◆ **Task objective**: Render every line of the records below as a Markdown table with two columns, Row and Text, where Row holds the row number. Leave out any blank lines.
== Records for the task
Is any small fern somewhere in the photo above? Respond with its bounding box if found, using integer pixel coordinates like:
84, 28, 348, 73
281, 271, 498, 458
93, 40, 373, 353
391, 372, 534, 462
====
◆ **Exercise output**:
| Row | Text |
|---|---|
| 1 | Is any small fern somewhere in the photo above? Respond with its bounding box if found, using integer pixel coordinates like: |
| 2 | 84, 28, 348, 73 |
| 3 | 281, 271, 498, 458 |
| 4 | 93, 40, 373, 353 |
| 5 | 391, 372, 534, 462 |